▶

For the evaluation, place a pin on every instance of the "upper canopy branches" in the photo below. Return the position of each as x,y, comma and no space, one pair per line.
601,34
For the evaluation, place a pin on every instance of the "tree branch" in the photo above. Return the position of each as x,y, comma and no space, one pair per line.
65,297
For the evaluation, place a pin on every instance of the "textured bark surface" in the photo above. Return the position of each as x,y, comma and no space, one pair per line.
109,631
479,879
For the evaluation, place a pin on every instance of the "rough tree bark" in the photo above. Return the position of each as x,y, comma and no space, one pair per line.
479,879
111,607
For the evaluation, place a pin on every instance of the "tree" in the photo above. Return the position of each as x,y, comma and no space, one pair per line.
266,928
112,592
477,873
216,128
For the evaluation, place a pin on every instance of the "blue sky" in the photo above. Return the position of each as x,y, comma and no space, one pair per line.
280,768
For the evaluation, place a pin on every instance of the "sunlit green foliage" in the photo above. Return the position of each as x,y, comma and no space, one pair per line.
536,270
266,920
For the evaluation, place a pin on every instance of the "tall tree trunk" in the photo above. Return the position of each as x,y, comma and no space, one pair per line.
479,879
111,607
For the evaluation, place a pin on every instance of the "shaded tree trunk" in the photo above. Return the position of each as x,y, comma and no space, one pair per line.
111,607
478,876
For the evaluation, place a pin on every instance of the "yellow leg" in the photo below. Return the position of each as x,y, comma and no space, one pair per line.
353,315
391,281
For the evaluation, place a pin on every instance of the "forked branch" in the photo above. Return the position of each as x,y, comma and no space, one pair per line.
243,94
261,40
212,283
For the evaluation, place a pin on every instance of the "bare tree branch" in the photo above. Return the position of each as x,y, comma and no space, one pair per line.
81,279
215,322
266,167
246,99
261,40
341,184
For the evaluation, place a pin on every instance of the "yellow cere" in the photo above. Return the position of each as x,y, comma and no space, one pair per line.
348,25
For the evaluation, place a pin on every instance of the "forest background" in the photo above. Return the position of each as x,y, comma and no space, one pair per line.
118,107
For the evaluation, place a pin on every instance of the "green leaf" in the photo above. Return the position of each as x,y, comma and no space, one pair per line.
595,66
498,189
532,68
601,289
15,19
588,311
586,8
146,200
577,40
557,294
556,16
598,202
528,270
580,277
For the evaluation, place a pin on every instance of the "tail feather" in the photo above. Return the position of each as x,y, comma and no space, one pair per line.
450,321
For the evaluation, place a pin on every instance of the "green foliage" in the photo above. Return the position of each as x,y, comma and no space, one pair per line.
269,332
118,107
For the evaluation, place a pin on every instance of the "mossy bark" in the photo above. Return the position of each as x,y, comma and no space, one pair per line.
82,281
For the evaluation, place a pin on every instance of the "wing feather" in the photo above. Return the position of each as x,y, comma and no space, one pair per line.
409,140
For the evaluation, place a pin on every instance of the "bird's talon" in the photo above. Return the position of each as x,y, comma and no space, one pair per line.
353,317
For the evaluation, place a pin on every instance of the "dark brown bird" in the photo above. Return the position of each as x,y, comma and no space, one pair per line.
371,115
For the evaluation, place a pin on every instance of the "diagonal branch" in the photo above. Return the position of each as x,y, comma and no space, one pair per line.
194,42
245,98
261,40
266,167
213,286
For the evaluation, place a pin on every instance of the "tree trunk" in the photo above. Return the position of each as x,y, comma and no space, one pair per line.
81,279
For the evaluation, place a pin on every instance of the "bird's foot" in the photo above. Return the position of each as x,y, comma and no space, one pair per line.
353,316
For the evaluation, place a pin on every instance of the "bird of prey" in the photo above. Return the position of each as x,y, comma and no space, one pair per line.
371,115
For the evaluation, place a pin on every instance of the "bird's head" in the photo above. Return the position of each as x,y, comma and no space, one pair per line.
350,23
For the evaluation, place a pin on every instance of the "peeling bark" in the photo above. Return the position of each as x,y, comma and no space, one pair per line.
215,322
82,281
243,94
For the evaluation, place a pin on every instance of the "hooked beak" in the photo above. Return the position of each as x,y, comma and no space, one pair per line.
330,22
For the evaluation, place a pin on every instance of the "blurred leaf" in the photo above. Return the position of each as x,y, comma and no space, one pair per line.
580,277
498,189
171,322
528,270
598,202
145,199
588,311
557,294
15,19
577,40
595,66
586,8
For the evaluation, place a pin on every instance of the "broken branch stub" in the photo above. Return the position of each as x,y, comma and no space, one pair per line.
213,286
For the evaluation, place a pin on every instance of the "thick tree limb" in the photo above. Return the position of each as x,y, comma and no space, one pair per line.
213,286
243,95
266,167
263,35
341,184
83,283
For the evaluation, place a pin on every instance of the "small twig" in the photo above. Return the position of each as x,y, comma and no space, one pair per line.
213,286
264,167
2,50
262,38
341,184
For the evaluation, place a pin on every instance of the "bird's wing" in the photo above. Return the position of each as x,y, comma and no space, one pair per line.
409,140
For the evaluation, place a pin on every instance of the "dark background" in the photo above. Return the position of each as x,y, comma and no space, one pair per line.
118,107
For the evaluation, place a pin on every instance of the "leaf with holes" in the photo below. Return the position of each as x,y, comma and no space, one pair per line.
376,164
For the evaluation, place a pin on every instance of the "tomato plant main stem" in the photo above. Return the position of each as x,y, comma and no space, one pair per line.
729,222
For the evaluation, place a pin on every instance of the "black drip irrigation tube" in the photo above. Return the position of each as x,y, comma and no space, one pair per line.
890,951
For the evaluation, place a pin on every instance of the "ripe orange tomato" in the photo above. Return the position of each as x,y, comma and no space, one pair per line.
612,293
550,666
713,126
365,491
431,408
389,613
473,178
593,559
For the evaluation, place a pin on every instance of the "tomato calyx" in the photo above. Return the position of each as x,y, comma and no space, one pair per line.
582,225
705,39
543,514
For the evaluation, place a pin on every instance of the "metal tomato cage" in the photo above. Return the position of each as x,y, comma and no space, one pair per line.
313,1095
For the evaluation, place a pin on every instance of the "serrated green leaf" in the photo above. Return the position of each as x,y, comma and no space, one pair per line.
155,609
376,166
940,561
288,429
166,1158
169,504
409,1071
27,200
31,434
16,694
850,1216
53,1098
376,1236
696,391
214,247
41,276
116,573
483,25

◀

## [Task prompt]
Transcribe the records above exactly as they appear.

## [Solution to this task]
For the evaluation, place a pin on every instance of the "upper canopy branches" in the photo below. Return the position of each as x,y, comma and no space, one pair per line.
601,34
For the evaluation, place a pin on every instance of the "tree branch" in the photo above. Return the position of each as x,y, comma and no space, one pair per line.
65,297
For the evaluation, place a pin on every instance of the "textured bark surface" in the photo above. Return the position of each as x,y, comma and no space, one pair per line.
109,631
479,879
For the evaluation, place a pin on every instance of the "rough tree bark" in the photo above. Return the position of each as x,y, comma and no space, one pair per line.
479,879
111,607
For the evaluation, place a pin on every instance of the "tree" in the photo above. Return the position of each as x,y, comma and no space, one pair per line.
266,928
112,592
477,873
216,128
For the evaluation, place a pin on every instance of the "blue sky" in the photo above. Return the position of each as x,y, comma and no space, one pair per line.
280,768
For the evaluation, place a pin on every instance of the "sunlit green foliage" in the photo above. Return the position of each as x,y, comma and no space, one pair per line.
536,270
266,920
For the evaluation, place a pin on every instance of the "tall tree trunk" in the photo above. Return the position of each as x,y, comma and no space, one pair per line.
479,879
111,607
For the evaluation, place a pin on every instance of the "shaded tree trunk" in the photo above. Return the position of each as x,y, comma and no space, one pair per line.
111,607
478,876
For the evaluation, place a pin on every instance of the "yellow leg" in the photo below. Return the position of each as x,y, comma and no space, one pair per line.
353,315
391,281
For the evaluation, place a pin on every instance of the "forked branch" in the photo above. Return the position of each as x,y, comma and no space, one pair per line.
243,94
261,40
212,283
For the evaluation, place a pin on every instance of the "bare tree branch" in the photo above. Return the position of each as x,y, comma and no space, one pair per line.
81,279
215,322
266,167
246,99
261,40
341,184
For the evaluation, place a pin on every instance of the "yellow cere" in the photo above. Return the position of each as x,y, comma and no space, one pair per line.
348,25
For the evaluation, place a pin on every instance of the "forest background" in the photo above. Return the position of each as x,y, comma and no space, one pair per line.
118,107
For the evaluation, place a pin on every instance of the "green leaf" in the photo above. Return the position of each as x,y, comma and no space, one pair per line.
595,66
498,189
532,68
601,289
15,19
588,311
586,8
146,200
577,40
557,294
556,16
598,202
528,270
580,277
For the evaluation, place a pin on every instance of the "tail feather" in the photo above. Return the position of each as x,y, comma and no space, one pair per line.
450,321
For the evaluation, place a pin on every instance of the "green foliage" in the photo above. Return the position of each as x,y, comma and no space, one pair per line.
269,332
118,107
For the evaluation, place a pin on every instance of the "mossy bark" in the photo above. Return the position of each as x,y, comma and no space, one pair per line.
82,281
For the evaluation, place a pin on every instance of the "wing feather" in the photo above. Return the position of each as x,y, comma and no space, one pair per line.
409,140
For the evaluation, place a pin on every instance of the "bird's talon" in the photo above. Return the position of each as x,y, comma and no space, one pair per line.
353,317
For the evaluation, place a pin on every instance of the "dark brown bird" in the photo above. Return the position of each as x,y, comma and no space, one pair per line.
371,115
For the evaluation, place a pin on every instance of the "diagonal branch" in the photo above. Return the position of each as x,y, comma and no space, one pair per line.
194,42
245,98
261,40
266,167
213,286
For the evaluation, place a pin on every instance of the "tree trunk" in the photo above. Return the position of each as x,y, comma and no space, one pair per line.
81,279
For the evaluation, place a pin on every instance of the "bird's foot" in the photo above. Return the position of each as x,y, comma and no space, one pair per line.
353,316
For the evaluation, place a pin on every instance of the "bird of prey" in the photo above. Return the position of each as x,y, comma and no space, one pair per line.
371,115
For the evaluation, place a pin on every instance of the "bird's head" in the photo above. Return the position of each as x,y, comma and no space, one pair per line.
350,23
For the evaluation, place a pin on every instance of the "peeling bark" in the photo above. Return the position of each as x,y, comma and no space, one pair per line.
215,322
82,281
243,94
For the evaluation, place a pin on every instance of the "hooked beak" in the photo above. Return the position of each as x,y, comma and no space, one pair per line.
330,22
For the evaluation, place a pin on every instance of the "blurred leaf" in the photo above. Return the position of each as x,y, comma and no space, one pair per line.
580,277
498,189
171,322
528,270
598,202
145,199
588,311
557,294
15,19
577,40
595,66
586,8
For the evaluation, place a pin on every instance of the "broken branch stub" in the photo above. Return the position of each as x,y, comma and no space, one pair per line.
213,286
For the evaluation, place a pin on every instance of the "thick tree limb" in the photo above. Return the position of each as x,y, comma and no space, one pair per line.
213,286
243,95
266,167
263,35
341,184
83,283
For the evaluation, place a pin on every instance of the "small twig" in the photo above. Return the position of each as x,y, comma and no space, one pair per line.
213,286
264,167
2,50
262,38
341,184
For the evaluation, place a pin on every instance of the "bird's wing" in the photo above. Return the position of each as x,y, comma and no space, one pair per line.
409,140
For the evaluation, place a pin on every instance of the "dark background" in the photo above. Return the position of each as x,y, comma and no space, one pair per line.
118,107
For the evaluation, place a pin on every instance of the "leaf with holes" in the photo below. Return the position of each as x,y, comma and no space, one pair per line.
376,164
For the evaluation, place a pin on every instance of the "tomato plant main stem" in the photo above. Return the position of each as x,y, comma and no space, one pair per line.
729,222
For the evaluation, place a pin on every instance of the "black drip irrigation tube" in the photo above. Return the position of each as x,y, comma and no space, one pair per line.
890,951
For the evaluation, place a pin on every instance of the "ripe orange tomato" in the photo above. Return the position of each as x,y, comma and no space, one pair per line.
612,293
550,666
713,126
365,491
431,408
389,613
473,178
593,559
For the evaluation, place a pin on every instance of the "tomato calyx" in the photo above. Return the position of each as x,y, comma and no space, one pair per line.
582,225
705,39
543,514
For the evaluation, place a pin on every instance of the "metal tomato cage" in the photo above. Return the position of each as x,y, comma and no space, one pair per line.
313,1095
For the evaluation, place a pin on every instance of the "serrated green leaf" in the photo above. Return the position of each as x,y, comma and no space, one pair per line.
155,609
376,166
940,561
288,429
166,1158
169,504
409,1071
27,200
31,434
16,694
850,1216
53,1098
376,1236
696,391
214,247
41,276
116,573
483,25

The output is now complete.